▶ [TEXT BLOCK]:
• • • •
Approved by Congress in 1909 and ratified by the requisite number of states in 1913, the 16th Amendment stated, quite simply, that, “The Congress shall have power to lay and collect taxes on incomes, from whatever source derived, without apportionment among the several States, and without regard to any census or enumeration.” The members of the 61st Congress had felt such an amendment to be necessary because the Supreme Court had struck down the most recent federal income tax legislation as unconstitutional by way of the Pollock v. Farmers' Loan & Trust Co. decision in 1895. Evidently, there were enough progressives among the Democrats and Republicans then seated in the House and the Senate who believed that tariffs were innately regressive to push past conservative resistance to the notion that those with the greatest wealth should also carry the greatest tax burden. But while the subsequent allocation of a federal income tax in 1913 certainly proved to be a significant event in the history of American political economy, the fact that there previously hadn’t been a national levy on incomes did not necessarily represent some manifest flaw or injustice that absolutely needed to be remedied if the United States was going to continue to function in line with its most essential principles and ideals. For one thing, there actually had been a federal income tax between 1861 and 1872. Intended to help finance the increasingly expansive military campaign undertaken by the Union during the American Civil War (1861-1865), the Revenue Acts of 1861 and 1862 and the succeeding Internal Revenue Act of 1864 established first a flat tax and then a progressive tax which cumulatively helped to raise multiple millions of dollars before being permitted to lapse in 1872. Considered a wartime measure first and foremost, these first forays into a federal levy on personal incomes were tolerated principally because those lawmakers who approved them and those citizens who were required to pay all understood that the nation’s future was at stake and that such measures were only temporary. And so, when its term of effectiveness expired, little more was said on the matter.
• • • •
▶ [PROBLEMS]:
A - According to the passage on the 16th Amendment, which Supreme Court decision struck down the earlier federal income tax legislation, and in what year?
B - Write the next part of the passage on the 16th Amendment, picking up right after its final sentence.

▶ [ENTRIES]:
• • • •
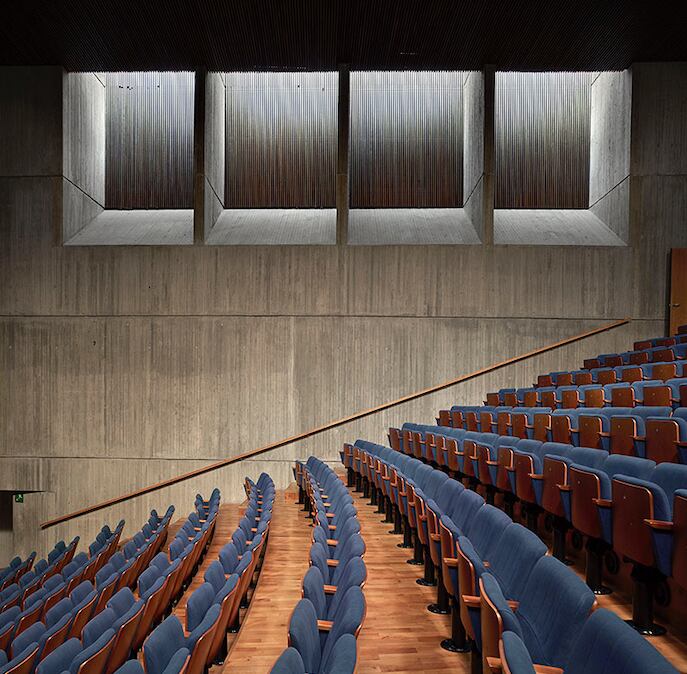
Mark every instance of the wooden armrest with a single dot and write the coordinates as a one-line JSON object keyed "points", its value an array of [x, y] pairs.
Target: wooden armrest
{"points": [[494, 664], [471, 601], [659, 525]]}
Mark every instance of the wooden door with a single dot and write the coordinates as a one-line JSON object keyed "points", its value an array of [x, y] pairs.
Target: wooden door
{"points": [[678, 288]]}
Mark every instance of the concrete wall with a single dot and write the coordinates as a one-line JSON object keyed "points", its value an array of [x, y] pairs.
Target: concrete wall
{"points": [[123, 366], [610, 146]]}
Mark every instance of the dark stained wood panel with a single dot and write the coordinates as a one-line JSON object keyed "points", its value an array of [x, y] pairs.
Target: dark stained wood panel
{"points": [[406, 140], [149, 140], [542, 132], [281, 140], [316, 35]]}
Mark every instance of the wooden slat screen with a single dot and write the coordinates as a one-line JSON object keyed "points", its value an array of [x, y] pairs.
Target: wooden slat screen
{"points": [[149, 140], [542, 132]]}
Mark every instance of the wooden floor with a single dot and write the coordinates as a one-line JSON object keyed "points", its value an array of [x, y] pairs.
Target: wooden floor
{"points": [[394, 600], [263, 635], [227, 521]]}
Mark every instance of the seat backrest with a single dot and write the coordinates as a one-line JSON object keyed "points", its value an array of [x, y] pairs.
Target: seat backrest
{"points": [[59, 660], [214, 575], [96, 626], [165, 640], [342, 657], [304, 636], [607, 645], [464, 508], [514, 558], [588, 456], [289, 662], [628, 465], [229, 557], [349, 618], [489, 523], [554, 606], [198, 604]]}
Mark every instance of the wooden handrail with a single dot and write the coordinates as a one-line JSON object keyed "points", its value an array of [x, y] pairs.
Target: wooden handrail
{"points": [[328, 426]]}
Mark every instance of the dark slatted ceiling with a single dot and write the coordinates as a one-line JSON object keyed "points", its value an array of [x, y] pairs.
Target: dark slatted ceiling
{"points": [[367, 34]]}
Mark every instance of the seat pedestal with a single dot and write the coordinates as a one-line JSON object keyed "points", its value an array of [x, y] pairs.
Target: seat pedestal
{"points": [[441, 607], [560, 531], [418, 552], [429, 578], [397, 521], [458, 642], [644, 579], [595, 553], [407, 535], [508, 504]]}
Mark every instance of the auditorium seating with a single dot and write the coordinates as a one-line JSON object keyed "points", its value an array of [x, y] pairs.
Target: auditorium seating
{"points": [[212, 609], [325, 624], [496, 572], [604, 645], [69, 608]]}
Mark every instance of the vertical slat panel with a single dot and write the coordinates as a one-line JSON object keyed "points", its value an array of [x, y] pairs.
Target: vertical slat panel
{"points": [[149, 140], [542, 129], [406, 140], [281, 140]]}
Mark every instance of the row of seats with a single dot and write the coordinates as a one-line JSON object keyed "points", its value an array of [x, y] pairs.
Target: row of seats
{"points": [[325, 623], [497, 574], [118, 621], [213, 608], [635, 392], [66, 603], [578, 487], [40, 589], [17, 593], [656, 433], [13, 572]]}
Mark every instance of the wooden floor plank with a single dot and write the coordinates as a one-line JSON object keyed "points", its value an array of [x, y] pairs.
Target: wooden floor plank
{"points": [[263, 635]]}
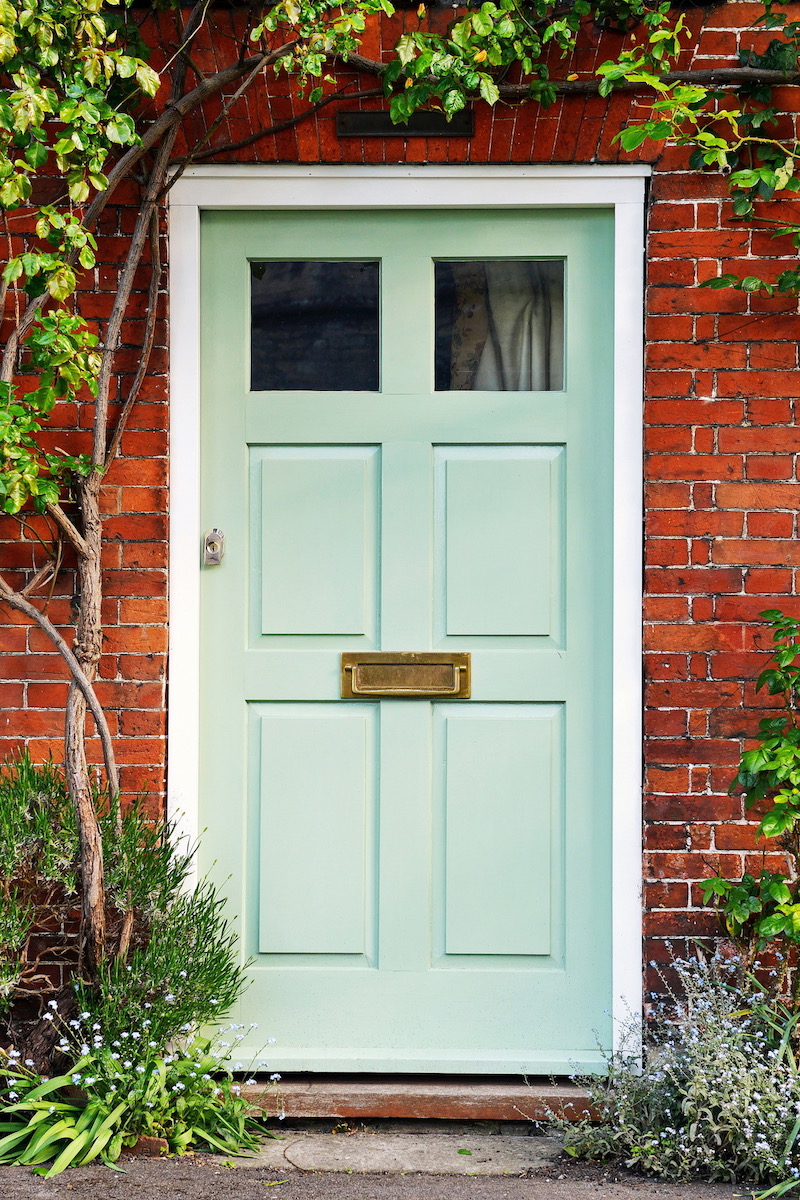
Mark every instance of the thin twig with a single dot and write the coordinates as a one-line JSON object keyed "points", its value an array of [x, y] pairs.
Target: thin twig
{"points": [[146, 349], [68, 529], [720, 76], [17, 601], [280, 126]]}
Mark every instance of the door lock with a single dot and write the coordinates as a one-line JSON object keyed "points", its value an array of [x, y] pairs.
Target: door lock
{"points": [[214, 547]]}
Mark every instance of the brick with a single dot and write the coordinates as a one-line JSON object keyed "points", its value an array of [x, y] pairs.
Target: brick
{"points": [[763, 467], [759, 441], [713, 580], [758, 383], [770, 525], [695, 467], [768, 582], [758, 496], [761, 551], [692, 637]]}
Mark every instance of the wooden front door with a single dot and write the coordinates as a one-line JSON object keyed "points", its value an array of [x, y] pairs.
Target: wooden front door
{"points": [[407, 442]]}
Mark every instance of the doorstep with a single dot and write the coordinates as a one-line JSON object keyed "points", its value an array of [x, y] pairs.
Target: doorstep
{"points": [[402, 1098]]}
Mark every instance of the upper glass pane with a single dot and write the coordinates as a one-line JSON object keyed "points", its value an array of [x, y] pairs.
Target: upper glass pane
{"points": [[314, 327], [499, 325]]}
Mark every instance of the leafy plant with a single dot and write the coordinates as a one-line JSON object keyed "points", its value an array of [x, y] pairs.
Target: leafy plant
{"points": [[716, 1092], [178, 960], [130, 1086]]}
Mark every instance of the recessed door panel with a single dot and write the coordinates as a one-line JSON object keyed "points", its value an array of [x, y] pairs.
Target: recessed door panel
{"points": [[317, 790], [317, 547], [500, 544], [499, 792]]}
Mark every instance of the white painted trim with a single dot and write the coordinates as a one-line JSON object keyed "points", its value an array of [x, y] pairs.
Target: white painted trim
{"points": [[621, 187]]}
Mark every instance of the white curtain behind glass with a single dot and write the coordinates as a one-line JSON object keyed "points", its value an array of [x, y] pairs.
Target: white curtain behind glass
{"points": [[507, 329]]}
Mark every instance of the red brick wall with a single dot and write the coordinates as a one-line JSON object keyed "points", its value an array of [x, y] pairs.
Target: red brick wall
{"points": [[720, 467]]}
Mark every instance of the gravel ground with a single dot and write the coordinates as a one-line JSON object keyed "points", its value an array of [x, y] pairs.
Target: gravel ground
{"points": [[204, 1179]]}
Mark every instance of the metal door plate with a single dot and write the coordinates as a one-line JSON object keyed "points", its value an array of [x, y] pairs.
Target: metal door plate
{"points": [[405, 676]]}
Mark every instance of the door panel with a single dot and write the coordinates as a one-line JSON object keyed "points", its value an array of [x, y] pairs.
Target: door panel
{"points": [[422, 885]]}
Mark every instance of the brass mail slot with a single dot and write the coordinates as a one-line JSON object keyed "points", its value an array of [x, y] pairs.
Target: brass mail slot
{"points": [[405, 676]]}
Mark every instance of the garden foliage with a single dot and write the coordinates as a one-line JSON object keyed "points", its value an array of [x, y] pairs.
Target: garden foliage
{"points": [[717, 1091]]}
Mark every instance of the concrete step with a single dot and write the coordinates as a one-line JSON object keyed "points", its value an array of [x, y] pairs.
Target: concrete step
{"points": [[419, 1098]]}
• • • •
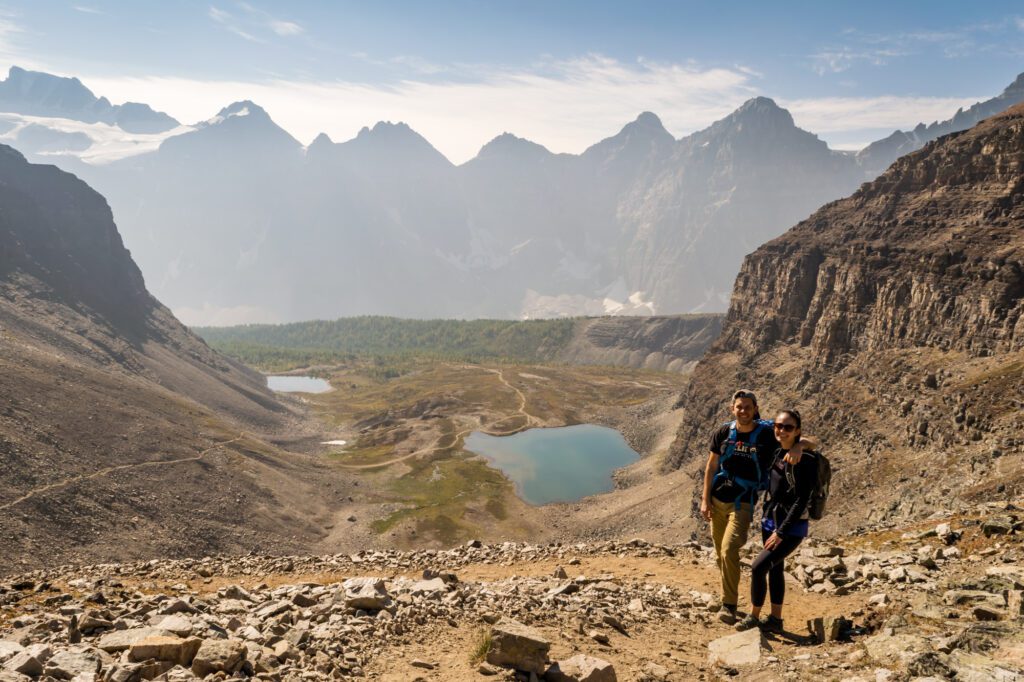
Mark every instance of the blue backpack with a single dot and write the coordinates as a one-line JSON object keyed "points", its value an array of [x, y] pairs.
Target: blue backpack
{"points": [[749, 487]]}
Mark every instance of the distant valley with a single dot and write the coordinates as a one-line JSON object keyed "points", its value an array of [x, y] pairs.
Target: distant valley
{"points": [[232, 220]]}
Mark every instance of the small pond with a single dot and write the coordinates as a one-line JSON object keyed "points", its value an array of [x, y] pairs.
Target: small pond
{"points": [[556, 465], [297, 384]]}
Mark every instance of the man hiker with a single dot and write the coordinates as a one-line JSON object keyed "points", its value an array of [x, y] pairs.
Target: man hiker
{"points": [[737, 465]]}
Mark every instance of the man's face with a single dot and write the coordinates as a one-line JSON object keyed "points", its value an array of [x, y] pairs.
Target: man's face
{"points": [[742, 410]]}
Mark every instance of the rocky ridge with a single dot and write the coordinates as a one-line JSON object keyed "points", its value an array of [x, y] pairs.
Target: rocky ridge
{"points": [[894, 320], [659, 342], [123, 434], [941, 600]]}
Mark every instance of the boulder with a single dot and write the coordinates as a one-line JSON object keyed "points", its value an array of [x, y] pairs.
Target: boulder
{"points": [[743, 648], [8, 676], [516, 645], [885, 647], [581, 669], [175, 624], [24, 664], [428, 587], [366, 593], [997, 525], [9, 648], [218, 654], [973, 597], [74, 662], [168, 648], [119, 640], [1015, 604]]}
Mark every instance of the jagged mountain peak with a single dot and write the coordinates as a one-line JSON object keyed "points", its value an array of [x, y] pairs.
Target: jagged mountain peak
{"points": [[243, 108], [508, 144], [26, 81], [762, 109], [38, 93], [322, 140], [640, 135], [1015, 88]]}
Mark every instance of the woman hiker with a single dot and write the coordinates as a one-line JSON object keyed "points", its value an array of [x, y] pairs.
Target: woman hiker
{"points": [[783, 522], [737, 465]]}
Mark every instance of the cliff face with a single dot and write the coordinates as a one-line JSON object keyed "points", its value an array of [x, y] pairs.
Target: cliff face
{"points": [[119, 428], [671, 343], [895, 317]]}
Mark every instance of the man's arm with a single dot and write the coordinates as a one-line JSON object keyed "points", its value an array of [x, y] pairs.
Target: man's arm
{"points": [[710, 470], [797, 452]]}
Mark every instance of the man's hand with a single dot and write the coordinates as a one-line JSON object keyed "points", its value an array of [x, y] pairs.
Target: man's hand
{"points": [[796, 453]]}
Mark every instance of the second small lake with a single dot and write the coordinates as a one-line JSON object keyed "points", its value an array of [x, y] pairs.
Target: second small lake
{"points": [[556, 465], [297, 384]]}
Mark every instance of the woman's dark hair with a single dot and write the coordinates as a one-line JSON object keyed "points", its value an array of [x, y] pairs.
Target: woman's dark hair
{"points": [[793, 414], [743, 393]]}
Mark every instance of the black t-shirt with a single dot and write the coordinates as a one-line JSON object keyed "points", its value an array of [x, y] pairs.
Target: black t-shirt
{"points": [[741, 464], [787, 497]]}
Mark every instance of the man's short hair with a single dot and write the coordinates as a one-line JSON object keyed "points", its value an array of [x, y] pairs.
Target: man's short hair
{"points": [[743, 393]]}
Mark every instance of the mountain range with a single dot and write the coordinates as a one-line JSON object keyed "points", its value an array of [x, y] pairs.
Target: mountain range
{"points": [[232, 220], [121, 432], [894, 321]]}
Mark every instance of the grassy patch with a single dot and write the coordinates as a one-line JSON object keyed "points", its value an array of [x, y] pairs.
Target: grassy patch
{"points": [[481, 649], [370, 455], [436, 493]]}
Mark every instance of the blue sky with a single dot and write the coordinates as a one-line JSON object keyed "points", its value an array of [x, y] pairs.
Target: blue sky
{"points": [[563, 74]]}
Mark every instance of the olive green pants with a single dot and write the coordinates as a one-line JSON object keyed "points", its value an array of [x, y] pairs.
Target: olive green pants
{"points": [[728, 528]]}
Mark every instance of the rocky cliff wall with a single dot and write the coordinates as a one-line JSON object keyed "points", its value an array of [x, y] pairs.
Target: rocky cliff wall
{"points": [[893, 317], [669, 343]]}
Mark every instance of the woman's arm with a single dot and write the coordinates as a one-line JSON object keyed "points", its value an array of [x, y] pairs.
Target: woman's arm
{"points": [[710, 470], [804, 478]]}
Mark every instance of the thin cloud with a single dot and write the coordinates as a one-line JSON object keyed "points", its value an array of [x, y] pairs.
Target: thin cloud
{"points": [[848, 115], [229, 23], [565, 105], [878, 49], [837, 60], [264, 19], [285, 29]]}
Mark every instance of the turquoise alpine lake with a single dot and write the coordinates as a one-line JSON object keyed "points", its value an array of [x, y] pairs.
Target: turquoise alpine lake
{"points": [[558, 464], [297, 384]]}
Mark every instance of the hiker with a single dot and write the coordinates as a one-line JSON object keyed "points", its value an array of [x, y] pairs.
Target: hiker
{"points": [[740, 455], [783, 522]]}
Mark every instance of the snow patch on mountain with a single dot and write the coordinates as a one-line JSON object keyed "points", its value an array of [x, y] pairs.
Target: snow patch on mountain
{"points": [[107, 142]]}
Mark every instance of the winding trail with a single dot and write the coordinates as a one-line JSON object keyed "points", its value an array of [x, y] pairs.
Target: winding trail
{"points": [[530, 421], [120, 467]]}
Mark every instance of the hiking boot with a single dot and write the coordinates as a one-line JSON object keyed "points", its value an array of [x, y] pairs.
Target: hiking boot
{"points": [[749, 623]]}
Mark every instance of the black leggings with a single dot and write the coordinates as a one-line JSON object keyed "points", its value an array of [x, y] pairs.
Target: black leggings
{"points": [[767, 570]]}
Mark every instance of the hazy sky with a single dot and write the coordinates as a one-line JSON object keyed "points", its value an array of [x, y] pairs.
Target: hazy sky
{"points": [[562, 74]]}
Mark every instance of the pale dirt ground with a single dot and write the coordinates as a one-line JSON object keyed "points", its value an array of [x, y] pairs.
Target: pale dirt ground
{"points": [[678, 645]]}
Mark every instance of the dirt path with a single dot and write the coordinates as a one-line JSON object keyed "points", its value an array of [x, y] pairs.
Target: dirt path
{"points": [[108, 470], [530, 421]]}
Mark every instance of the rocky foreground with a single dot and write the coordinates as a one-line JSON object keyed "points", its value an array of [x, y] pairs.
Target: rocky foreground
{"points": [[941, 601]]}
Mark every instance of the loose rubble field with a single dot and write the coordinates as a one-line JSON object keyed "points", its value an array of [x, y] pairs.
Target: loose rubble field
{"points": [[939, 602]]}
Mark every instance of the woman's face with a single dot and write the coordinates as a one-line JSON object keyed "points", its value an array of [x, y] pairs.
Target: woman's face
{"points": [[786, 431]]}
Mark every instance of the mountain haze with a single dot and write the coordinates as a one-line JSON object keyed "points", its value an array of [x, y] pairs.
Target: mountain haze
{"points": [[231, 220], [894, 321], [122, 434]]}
• • • •
▶ [EXPECTED ANSWERS]:
A - Pollock v. Farmers' Loan & Trust Co., in 1895.

B -
Little more, that is, until the early 1890s, when the pro-free-trade wing of the Democratic Party hit upon the idea of reviving the income tax as a means of offsetting the cost of lowering tariffs on foreign goods like iron ore, coal, lumber, and wool. The resulting Wilson-Gorman Tariff (1894), while a far cry from what its principal supporters hoped it would be – protectionists Democrats had laden it down with amendments – nevertheless did include a relatively modest 2% tax on incomes over $4,000. And while opposition to the reintroduction of a federal income tax for the first time in over twenty years met with fairly stiff opposition in the Senate, the resulting bill was ultimately approved by Congress. Whereupon, in an effort to comply with the terms of the same, the Farmers’ Loan & Trust Company informed its various shareholders that it intended to pay the applicable taxes on their behalf while also providing to the Department of Internal Revenue the names of all such persons as were liable for being taxed. One such individual by the name of Charles Pollock – who owned, all told, only ten shares in the Farmers’ Loan & Trust – objected to this measure, sued to prevent payment, had his case initially dismissed, and eventually appealed to the Supreme Court. The Court handed down its decision on April 8th, 1895, the substance of which, as aforementioned, was that the income tax included in the terms of the Wilson-Gorman Tariff was, in fact, unconstitutional. As laid out by Chief Justice Melville Fuller (1833-1910) in the attending majority opinion, because taxes on incomes derived from personal property like real estate or capital stock directly affected the value of said property, such taxes were, in practice, direct rather than indirect. And because the Constitution held – see Article 1, Section 2 – that any and all direct taxes had to be apportioned according to population, the tax that had been levied under the terms of Wilson-Gorman was accordingly null and void.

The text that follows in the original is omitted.